EXERCISE PROMPT ->
Would you please repeat the data exactly as given?

GIVEN RECORDS ->

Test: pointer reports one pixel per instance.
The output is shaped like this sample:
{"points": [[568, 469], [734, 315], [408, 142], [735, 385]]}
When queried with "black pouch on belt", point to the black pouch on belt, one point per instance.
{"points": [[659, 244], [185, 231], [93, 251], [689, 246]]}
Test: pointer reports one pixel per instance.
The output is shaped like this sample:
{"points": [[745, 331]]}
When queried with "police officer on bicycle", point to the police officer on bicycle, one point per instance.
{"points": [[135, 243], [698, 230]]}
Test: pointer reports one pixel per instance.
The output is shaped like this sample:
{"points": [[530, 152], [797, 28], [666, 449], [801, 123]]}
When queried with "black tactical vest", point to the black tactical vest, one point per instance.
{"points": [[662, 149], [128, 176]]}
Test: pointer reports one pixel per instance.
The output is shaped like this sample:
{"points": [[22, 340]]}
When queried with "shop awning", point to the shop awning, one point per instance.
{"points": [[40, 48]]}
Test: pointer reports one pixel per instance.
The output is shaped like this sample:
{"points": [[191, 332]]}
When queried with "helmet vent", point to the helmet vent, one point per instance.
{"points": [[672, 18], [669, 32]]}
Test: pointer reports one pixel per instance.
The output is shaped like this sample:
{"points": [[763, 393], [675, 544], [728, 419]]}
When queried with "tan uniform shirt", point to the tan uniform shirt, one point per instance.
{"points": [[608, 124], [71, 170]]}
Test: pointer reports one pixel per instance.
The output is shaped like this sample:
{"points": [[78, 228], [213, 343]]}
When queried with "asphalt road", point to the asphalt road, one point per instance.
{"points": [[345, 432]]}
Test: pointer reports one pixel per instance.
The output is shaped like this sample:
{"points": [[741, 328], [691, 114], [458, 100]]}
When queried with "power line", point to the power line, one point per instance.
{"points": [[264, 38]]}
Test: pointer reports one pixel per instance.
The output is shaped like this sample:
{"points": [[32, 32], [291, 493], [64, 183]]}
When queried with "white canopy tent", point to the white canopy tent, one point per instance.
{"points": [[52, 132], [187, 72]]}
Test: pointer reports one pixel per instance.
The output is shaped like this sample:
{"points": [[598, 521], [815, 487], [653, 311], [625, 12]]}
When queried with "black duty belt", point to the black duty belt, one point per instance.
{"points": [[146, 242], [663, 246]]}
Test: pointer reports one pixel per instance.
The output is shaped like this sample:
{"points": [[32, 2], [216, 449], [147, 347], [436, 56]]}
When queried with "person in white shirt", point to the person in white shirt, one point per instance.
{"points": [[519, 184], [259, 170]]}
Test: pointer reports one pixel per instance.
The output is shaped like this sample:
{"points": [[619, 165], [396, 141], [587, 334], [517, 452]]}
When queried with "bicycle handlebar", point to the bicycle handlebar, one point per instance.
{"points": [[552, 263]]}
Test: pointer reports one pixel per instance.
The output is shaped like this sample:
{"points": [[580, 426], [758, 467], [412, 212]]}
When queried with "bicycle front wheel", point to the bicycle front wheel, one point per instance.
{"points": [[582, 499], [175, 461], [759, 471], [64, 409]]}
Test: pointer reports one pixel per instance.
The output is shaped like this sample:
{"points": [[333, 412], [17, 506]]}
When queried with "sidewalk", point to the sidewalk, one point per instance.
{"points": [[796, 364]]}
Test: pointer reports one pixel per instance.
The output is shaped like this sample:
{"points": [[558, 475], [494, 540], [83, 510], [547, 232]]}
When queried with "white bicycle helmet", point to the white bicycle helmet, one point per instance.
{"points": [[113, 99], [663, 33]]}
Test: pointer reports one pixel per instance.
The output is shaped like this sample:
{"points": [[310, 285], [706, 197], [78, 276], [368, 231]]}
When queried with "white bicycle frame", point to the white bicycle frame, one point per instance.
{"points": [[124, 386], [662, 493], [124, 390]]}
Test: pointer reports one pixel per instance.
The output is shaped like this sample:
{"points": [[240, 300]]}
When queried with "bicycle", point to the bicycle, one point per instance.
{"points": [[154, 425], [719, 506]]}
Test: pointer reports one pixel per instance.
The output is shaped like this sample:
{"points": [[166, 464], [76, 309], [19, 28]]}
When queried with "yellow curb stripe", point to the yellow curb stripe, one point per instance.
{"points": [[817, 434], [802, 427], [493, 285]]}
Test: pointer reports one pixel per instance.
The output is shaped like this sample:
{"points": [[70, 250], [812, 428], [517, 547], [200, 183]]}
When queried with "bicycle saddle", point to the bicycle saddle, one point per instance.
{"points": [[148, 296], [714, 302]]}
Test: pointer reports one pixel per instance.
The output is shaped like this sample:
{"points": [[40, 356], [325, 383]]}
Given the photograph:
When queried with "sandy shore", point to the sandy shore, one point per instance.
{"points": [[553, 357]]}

SOLUTION TO THE PROBLEM ->
Test: pointer reports one pixel per instance.
The output is shaped like this sample:
{"points": [[568, 469], [734, 315], [408, 142], [735, 385]]}
When queried with "black pouch on belt", point to the black pouch on belt, one point per instance.
{"points": [[659, 244], [185, 231], [93, 251], [689, 246]]}
Test: pointer reports one pixel per instance.
The output is shaped like this sample:
{"points": [[745, 331]]}
When queried with "police officer on bicycle", point to the police officer on bicycle, one point per instance.
{"points": [[135, 243], [698, 230]]}
Test: pointer reports one pixel per instance.
The output is shaped like this sample:
{"points": [[530, 152], [797, 28], [666, 449], [801, 123]]}
When queried with "black tactical vest", point to the black tactical vest, one point per instance.
{"points": [[662, 149], [128, 176]]}
Test: pointer reports one pixel per instance.
The output is shaped like this sample:
{"points": [[22, 340]]}
When queried with "shop awning", point to the shop awning, one point per instance.
{"points": [[40, 48]]}
Test: pointer reports one pixel per instance.
The output is shaped like this sample:
{"points": [[191, 332]]}
When queried with "helmet vent", point to the helmet vent, one point per instance.
{"points": [[672, 18], [669, 32]]}
Test: pointer reports one pixel per instance.
The output is shaped like this sample:
{"points": [[763, 393], [675, 544], [728, 419]]}
When queried with "tan uniform shirt", point to the tan uniform shirt, one point per instance.
{"points": [[608, 124], [71, 170]]}
Test: pointer reports one pixel per instance.
The output is shaped like this sample:
{"points": [[78, 228], [213, 343]]}
When queried with "asphalt road", point to the asphalt road, one point per instance.
{"points": [[345, 432]]}
Test: pointer reports one pixel per instance.
The output is shaped like this sample:
{"points": [[741, 328], [691, 114], [458, 100]]}
When queried with "power line", point to the power line, one point per instance.
{"points": [[264, 38]]}
Test: pointer reports one pixel per instance.
The output is shaped like this sample:
{"points": [[32, 32], [291, 493], [64, 183]]}
When queried with "white canopy tent", point to the white canopy tent, one point per instance.
{"points": [[52, 132], [187, 72]]}
Test: pointer reports one pixel per instance.
The output is shaped like this sample:
{"points": [[598, 521], [815, 487], [653, 311], [625, 12]]}
When queried with "black duty belt", point to the black duty belt, one point per instance.
{"points": [[146, 242], [663, 246]]}
Test: pointer reports one pixel per instance.
The output is shaped like this sample:
{"points": [[32, 2], [216, 449], [147, 347], [436, 56]]}
When queried with "person in white shirt", point to the person in white shirt, one point per instance.
{"points": [[519, 184], [259, 170]]}
Test: pointer reports one pixel per instance.
The output is shaped like this sample:
{"points": [[619, 165], [396, 141], [587, 334], [517, 452]]}
When queried with "bicycle handlebar", point to the bicycle handlebar, one point per instance.
{"points": [[552, 263]]}
Test: pointer reports one pixel per instance.
The output is shaped like this sample:
{"points": [[580, 426], [758, 467], [412, 212]]}
When queried with "bicycle front wheel", point to the bicycle front wheel, one point per instance.
{"points": [[582, 499], [175, 461], [759, 471], [64, 409]]}
Test: pointer reports one pixel per instance.
The output is shaped like this sample:
{"points": [[333, 412], [17, 506]]}
When queried with "sidewalk", point to the sidewalk, one point per instance.
{"points": [[796, 364]]}
Test: pointer reports one pixel per instance.
The output is shaped like this sample:
{"points": [[558, 475], [494, 540], [83, 510], [547, 232]]}
When queried with "white bicycle helmet", point to the white bicycle helmet, one point per instance.
{"points": [[113, 99], [663, 33]]}
Test: pointer reports one pixel per instance.
The output is shaped like this sample:
{"points": [[310, 285], [706, 197], [78, 276], [368, 231]]}
When queried with "white bicycle frame", point to the white bicycle frame, one point per instance.
{"points": [[124, 386], [662, 493], [124, 390]]}
Test: pointer reports one pixel per instance.
The output is shaped like this sample:
{"points": [[240, 300]]}
When queried with "bicycle", point to the bicycle, one point per instance.
{"points": [[154, 425], [719, 506]]}
Test: pointer reports one pixel per instance.
The output is shaped like this sample:
{"points": [[166, 464], [76, 309], [19, 28]]}
When queried with "yellow curb stripe", point to the yellow curb stripe, one point per instance.
{"points": [[817, 434], [802, 427], [493, 285]]}
Test: pointer reports one pixel per instance.
The output is shaped like this sample:
{"points": [[70, 250], [812, 428], [517, 547], [200, 183]]}
When queried with "bicycle saddle", point to the bicycle saddle, one point per instance.
{"points": [[148, 296], [714, 302]]}
Test: pointer reports one pixel per instance.
The output is shaped like this sample:
{"points": [[40, 356], [325, 383]]}
Given the photograph:
When queried with "sandy shore", point to the sandy shore, one point per instance.
{"points": [[553, 357]]}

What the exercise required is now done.